◆ 任務
請接續下面這篇談分解問題的短文，從它最後一句之後往下寫。

以嶄新的眼光看待問題
卓越運營副總裁AI梅森,奧創工業傳動公司(Altra Industrial Motion)
人們處理問題時有兩種傾向,首先,人們有在了解事實之前就立即跳到答案的壓力,另外,人們總想要透過一次解決一個巨大且復雜的問題來解決”世界饑荒”,我們有一個業務部門試圖厘清為什么交貨會延遲將近一半的時間,這是一個大問題,因此管理團隊聚在一起進行由外部主持人帶領完成的頭腦風暴活動,許多想法被提上臺面討論,并且在墻上貼滿了便利貼。
然而,當我后來問他們是否有去現場觀察了解現況,以及他們是否透過直接觀察而收集到任何事實時,他們表示并沒有。相反地,他們告訴我頭腦風暴活動進行得有多棒,以及整個過程進行得有多徹底,因此他們感到非常自信,但他們并不知道問題的根本原因究竟是什么。
6.4 分解問題
如果我們正確地定義一個可量化的差距,那么我們就更接近了完全掌握現況。現在我們已清楚地了解到,有一個可量測的差距使得我們無法在過程中達到特定的期望,這個差距可能是浪費,也可能是返工,或者是我們沒有所有需要的資源。但是,在我們進一步調查之前,我們對這個差距是未知的,因此無法開始計劃解決方案。再說明一次,此時,我們必須對抗選擇假設而不選擇事實的誘惑。
若再往前想,我們將有辦法想出一個切實可行的解決方案,也就是利用可用資源執行一系列的動作,并且對現有工作環境造成的破壞降到最低。因此在我們思考追尋根本原因之前,必須適當地提出疑問。
在這里最大的挑戰之一是許多管理文化鼓勵立刻鎖定復雜、大規模的”世界饑餓”類型問題的傾向。我們發現當某些管理者首次發現A3問題解決方法時,他們會將它視為一個可以更快解決此類復雜問題的神奇捷徑。事實上,即便我在TMMK工作期間,我發現自己也被拉進了這個漩渦。

◆ 資料列

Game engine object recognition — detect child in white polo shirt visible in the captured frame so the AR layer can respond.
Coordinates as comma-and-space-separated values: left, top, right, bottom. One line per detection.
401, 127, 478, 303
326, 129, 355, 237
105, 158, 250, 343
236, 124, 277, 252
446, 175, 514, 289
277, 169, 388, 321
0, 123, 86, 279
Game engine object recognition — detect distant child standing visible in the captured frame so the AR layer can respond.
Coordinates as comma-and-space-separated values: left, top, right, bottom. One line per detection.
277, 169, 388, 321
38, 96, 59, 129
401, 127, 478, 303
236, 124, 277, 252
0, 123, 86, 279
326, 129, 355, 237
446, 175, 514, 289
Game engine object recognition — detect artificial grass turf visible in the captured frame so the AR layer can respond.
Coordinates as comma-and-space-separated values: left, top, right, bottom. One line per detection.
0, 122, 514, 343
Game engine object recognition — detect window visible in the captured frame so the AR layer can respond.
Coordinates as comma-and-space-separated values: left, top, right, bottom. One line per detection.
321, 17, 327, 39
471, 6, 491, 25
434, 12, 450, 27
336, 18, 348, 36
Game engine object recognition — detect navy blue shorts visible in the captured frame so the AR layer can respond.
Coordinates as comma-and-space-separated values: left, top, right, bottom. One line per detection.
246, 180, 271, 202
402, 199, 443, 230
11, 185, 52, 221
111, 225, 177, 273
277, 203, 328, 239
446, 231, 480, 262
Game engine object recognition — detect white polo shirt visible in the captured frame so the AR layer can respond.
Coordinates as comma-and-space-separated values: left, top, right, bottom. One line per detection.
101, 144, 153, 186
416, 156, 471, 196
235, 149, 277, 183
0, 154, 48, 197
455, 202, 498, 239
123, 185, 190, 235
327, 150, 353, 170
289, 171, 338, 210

◆ 練習結果
為了說明這里的危險,我喜歡用冰山來做比喻,當我們盯著一個數量化的差距時,我們可能看不到可能會影響它的許多相互關聯的因素,它們可說是隱藏在水面下的冰山的更大的一部分,如果我們在沒有適當了解所有可能的影響之前就開始行動,我們將可能為自己和公司創造一個危險的處境。
困難的地方在于,如果我們同時在一個過程中導入過多的對策,我們將永遠無法得知哪些對策有效、哪些是無效的、以及哪些實際上是有害的,我們還可能在過程中創造了許多干擾,而這些干擾也影響到對策的實施。
這和我們罹患感冒或流感時發生不舒服的情況很類似,我們的醫生開了幾種藥物給我們,而當中有一些藥物可能并不適合我們。如果我們同時服用,我們將不知道是哪一個藥物使我們感到不適,并且我們可能因此危害了自身的健康。因此,我們的醫生可能會指導我們將它們分開時間去服用,藉此決定最好的藥物,并避免有害的副作用。
當第一次有人跟我介紹問題解決時,我承認通常會藉助魚骨圖,從較大的可測量的差距開始問“為什么?”。這個過程經常會產生超出我們一次能解決的許多真因。很多時候,我們發現,當我們試圖在假設、觀點、以及過往的經驗基礎上來做最佳選擇時,我們其實是在現場之外救火。
從表面上看來,這聽起來可能并不那么糟糕,尤其是當參與改善的人員非常了解他們的工作區域時,不過,正如我的培訓師提醒我的那樣,這并不是一個可持續的問題解決過程,這樣的問題解決充其量只是碰運氣。如果我們能有條理地處理問題以確認是否走在正軌上的話,長遠來看,那會更有效率。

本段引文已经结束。